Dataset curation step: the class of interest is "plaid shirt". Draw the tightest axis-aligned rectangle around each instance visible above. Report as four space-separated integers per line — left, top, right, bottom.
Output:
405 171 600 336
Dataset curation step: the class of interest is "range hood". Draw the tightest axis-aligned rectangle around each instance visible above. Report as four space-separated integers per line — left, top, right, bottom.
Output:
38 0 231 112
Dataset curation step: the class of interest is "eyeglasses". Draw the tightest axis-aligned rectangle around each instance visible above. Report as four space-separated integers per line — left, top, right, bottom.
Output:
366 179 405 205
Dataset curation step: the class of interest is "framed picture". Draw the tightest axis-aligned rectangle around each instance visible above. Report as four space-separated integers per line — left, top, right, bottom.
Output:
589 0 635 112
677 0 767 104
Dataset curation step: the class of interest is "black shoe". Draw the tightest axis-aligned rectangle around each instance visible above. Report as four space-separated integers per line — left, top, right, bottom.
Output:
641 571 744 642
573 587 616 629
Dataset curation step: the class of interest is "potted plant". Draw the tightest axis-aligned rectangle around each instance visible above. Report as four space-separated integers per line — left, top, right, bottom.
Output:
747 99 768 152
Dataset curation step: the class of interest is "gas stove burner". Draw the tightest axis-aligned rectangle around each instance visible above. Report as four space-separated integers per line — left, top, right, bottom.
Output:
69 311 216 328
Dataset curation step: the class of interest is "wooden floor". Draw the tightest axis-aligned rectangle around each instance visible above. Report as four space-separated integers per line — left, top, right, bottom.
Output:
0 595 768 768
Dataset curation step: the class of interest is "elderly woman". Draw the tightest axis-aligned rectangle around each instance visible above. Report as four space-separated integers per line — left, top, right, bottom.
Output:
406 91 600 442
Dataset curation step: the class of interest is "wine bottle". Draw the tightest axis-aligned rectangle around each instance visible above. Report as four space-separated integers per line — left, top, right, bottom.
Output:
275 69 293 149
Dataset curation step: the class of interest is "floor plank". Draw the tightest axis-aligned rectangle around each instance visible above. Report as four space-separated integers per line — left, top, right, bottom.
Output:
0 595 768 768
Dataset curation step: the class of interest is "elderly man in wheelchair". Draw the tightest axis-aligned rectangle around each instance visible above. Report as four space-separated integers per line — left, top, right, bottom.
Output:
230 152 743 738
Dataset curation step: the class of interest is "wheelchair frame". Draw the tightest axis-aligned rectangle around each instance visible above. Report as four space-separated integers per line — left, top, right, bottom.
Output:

####

Your instructions
Reproduce verbatim the records from their opening line up to and including the line that contains "405 171 600 336".

Final result
Dataset curation step: the class of interest is "plaid shirt". Draw the tightest axis-aligned rectangle around each instance visible above. Report as four space-separated integers per line — left, top, right, bottom.
Output:
405 171 600 336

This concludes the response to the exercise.